ARTIKEL ->
------------------------------
Blue Forests mempunyai pendekatan yang spesifik dan istimewa yang kami gunakan dalam aktivitas kami sehari – hari. Pendekatan ini membantu kami untuk lebih dekat dalam mencapai visi kami. Pendekatan ini memiliki enam poin utama, antara lain:

Kajian/Penelitian sosial, ekonomi dan ekologis di Daerah Aliran Sungai dan pesisir.

Rehabilitasi dan konservasi lahan secara berkelanjutan yang bertujuan untuk memelihara dan memperbaiki lingkungan, khususnya Daerah Aliran Sungai dan pesisir.

Pendidikan lingkungan hidup untuk memberikan pemahaman dan penyadaran kepada pihak-pihak yang terkait dan berkepentingan dengan Daerah Aliran Sungai dan pesisir.

Pengembangan mata pencaharian untuk meningkatkan taraf hidup sekaligus memberdayakan ekonomi masyarakat sekitar.

Pengembangan pusat pembelajaran dan informasi bagi masyarakat dan pihak terkait yang berkepentingan dengan Daerah Aliran Sungai dan pesisir.

Scaling Up pengetahuan dan praktik cerdas dalam pengelolaan Daerah Aliran Sungai (DAS) dan pesisir.

Riset Sosial, Ekonomi, dan Lingkungan

Sistem Sosial-Ekonomi-Ekologis (SEES) — adalah sebuah sistem dimana masyarakat, bisnis, mata pencaharian, serta ekosistem mangrove terintegrasi satu sama lain. . Dengan melihat sistem dari aspek sosial, ekonomi, dan ekologi dapat berdampak terhadap mengecilnya resiko diremehkannya opsi pengelolaan. Parameter dalam sistem SEES bersifat saling membutuhkan satu sama lain, dengan mekanisme feedback aktif antara satu sama lain, konsep ini menekankan perspektif ‘manusia-di-alam’ atau ‘humans-in-nature’.

Kapasitas adaptif/Kemampuan beradaptasi – adalah kapasitas untuk beradaptasi dan membentuk perubahan. Dalam sistem mangrove, salah satu kunci dalam beradaptasi adalah keanekaragaman hayati. Hutan mangrove yang penuh dengan keanekaragaman spesies pohon akan mampu menempati substrat baru yang tersedia dengan tingkat kesuksesan lebih tinggi dibandingkan dengan pada tempat yang bersifat homogen. Pada saat permukaan laut pasang dan adanya faktor perubahan iklim, kemampuan mangrove untuk beradaptasi terhadap perubahan lanskap pesisir laut boleh jadi memiliki peluang yang lebih besar dari sebelumnya.

Dalam sistem sosial-ekologis, kemampuan beradaptasi setara dengan kapasitas seorang manusia untuk bertahan. Sekali lagi, keragaman, bahkan mungkin redundansi merupakan sifat yang penting. Jika anggota masyarakat, baik kaya atau pun miskin, disertai dengan parapihak lainnya peduli akan sistem mangrove, hal ini akan menyulitkan bagi suatu individu untuk membuat perubahan, misalnya investor yang ingin mengalihfungsikan suatu area untuk pembangunan.
------------------------------
CATATAN YANG DISEDIAKAN ->

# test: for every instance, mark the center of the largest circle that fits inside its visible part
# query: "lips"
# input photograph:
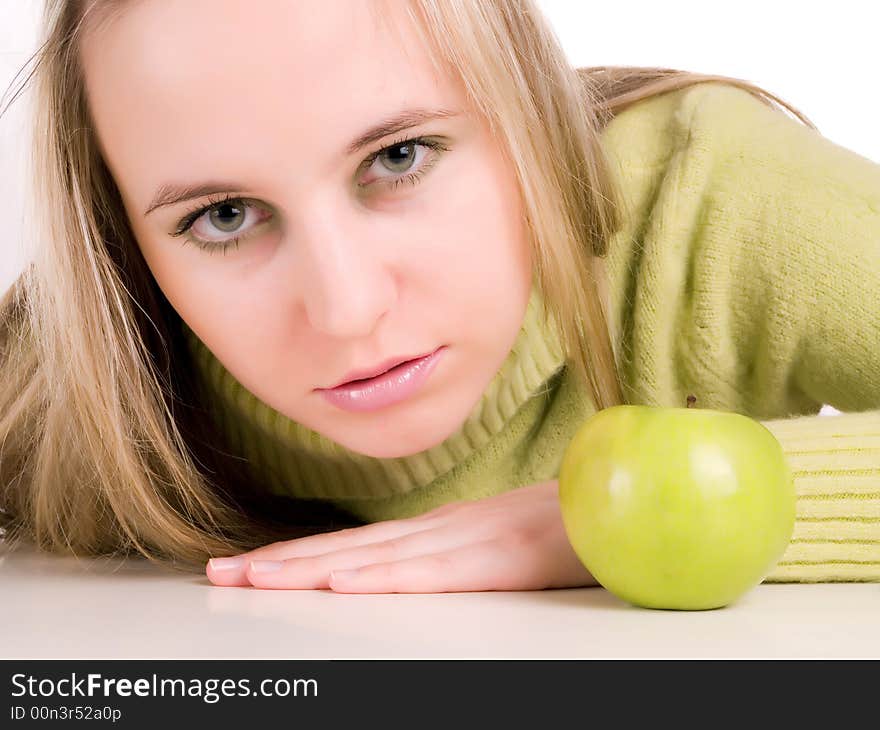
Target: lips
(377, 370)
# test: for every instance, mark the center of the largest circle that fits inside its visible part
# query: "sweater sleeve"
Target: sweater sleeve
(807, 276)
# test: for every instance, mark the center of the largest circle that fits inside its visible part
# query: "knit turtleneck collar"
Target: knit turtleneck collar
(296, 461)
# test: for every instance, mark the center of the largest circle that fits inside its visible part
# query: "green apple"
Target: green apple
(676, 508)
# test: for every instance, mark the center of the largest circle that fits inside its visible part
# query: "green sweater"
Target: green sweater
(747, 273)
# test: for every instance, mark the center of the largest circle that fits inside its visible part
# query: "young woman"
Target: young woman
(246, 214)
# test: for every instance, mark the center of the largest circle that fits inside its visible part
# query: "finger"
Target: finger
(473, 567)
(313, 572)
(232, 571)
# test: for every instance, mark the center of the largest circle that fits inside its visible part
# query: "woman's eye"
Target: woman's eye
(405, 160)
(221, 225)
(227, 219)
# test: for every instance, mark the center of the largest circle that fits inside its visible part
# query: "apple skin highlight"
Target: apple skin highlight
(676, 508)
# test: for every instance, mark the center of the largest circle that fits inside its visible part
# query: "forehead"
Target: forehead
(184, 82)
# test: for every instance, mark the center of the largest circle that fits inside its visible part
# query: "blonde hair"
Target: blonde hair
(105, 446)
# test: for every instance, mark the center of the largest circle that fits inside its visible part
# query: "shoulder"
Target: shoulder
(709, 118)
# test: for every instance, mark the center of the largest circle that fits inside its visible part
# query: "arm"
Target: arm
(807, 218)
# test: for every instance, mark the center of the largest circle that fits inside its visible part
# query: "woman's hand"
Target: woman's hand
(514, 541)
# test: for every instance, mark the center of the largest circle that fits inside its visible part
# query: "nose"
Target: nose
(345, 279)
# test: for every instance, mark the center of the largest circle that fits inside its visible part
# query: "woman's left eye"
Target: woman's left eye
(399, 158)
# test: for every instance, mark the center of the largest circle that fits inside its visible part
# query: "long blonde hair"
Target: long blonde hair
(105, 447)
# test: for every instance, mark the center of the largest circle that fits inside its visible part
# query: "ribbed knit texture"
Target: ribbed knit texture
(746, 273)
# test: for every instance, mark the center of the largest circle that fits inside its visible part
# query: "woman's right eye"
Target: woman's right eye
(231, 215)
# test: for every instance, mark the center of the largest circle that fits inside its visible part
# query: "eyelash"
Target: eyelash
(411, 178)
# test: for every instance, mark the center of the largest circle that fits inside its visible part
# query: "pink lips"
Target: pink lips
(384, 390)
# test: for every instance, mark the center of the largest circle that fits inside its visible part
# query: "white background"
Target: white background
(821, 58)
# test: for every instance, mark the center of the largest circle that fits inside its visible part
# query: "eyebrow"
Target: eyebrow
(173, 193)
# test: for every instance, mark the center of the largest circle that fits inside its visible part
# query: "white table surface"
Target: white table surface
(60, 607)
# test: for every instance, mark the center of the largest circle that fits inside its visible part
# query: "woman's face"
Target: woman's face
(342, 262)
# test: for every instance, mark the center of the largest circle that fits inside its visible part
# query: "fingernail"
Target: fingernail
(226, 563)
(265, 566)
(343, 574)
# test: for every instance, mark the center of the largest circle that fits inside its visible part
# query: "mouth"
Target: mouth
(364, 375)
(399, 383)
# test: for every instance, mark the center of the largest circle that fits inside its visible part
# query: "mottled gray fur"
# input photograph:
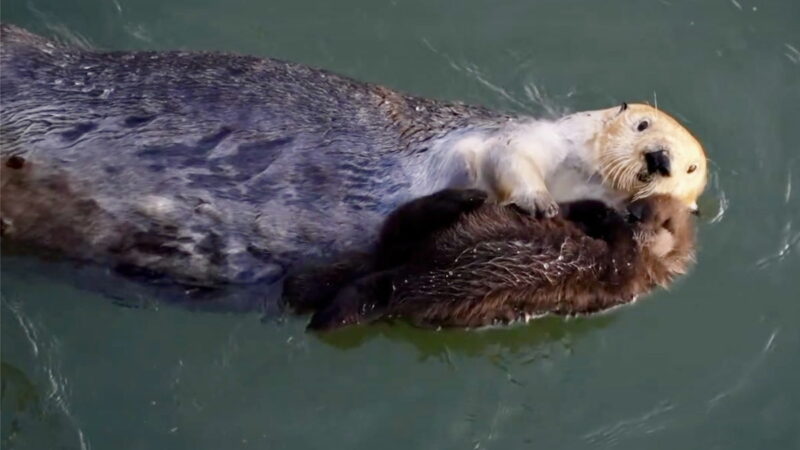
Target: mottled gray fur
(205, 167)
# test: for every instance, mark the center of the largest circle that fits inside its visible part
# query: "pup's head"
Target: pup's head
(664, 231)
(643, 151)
------------------------------
TUGAS YANG DIKERJAKAN ->
(A) Ringkas artikel tentang pendekatan Blue Forests dalam dua kalimat.
(B) Sebutkan keenam poin utama pendekatan Blue Forests menurut artikel tentang pendekatan Blue Forests.
(C) Perbarui artikel tentang pendekatan Blue Forests. Tulis ulang bagian dari "Rehabilitasi dan konservasi" sampai "(DAS) dan pesisir.", dengan mengganti "masyarakat" menjadi "warga".

JAWABAN TIAP TUGAS ->
(A) Blue Forests menjalankan pendekatan dengan enam poin utama: penelitian sosial, ekonomi, dan ekologis, rehabilitasi dan konservasi lahan, pendidikan lingkungan hidup, pengembangan mata pencaharian, pengembangan pusat pembelajaran dan informasi, serta scaling up pengetahuan dan praktik cerdas dalam pengelolaan Daerah Aliran Sungai dan pesisir. Pendekatan ini bertumpu pada Sistem Sosial-Ekonomi-Ekologis yang mengintegrasikan masyarakat, bisnis, mata pencaharian, dan ekosistem mangrove, serta pada kapasitas adaptif, yang kuncinya dalam sistem mangrove adalah keanekaragaman hayati.

(B)
1. Kajian/Penelitian sosial, ekonomi dan ekologis di Daerah Aliran Sungai dan pesisir
2. Rehabilitasi dan konservasi lahan secara berkelanjutan
3. Pendidikan lingkungan hidup
4. Pengembangan mata pencaharian
5. Pengembangan pusat pembelajaran dan informasi
6. Scaling Up pengetahuan dan praktik cerdas dalam pengelolaan Daerah Aliran Sungai (DAS) dan pesisir

(C)
Rehabilitasi dan konservasi lahan secara berkelanjutan yang bertujuan untuk memelihara dan memperbaiki lingkungan, khususnya Daerah Aliran Sungai dan pesisir.

Pendidikan lingkungan hidup untuk memberikan pemahaman dan penyadaran kepada pihak-pihak yang terkait dan berkepentingan dengan Daerah Aliran Sungai dan pesisir.

Pengembangan mata pencaharian untuk meningkatkan taraf hidup sekaligus memberdayakan ekonomi warga sekitar.

Pengembangan pusat pembelajaran dan informasi bagi warga dan pihak terkait yang berkepentingan dengan Daerah Aliran Sungai dan pesisir.

Scaling Up pengetahuan dan praktik cerdas dalam pengelolaan Daerah Aliran Sungai (DAS) dan pesisir.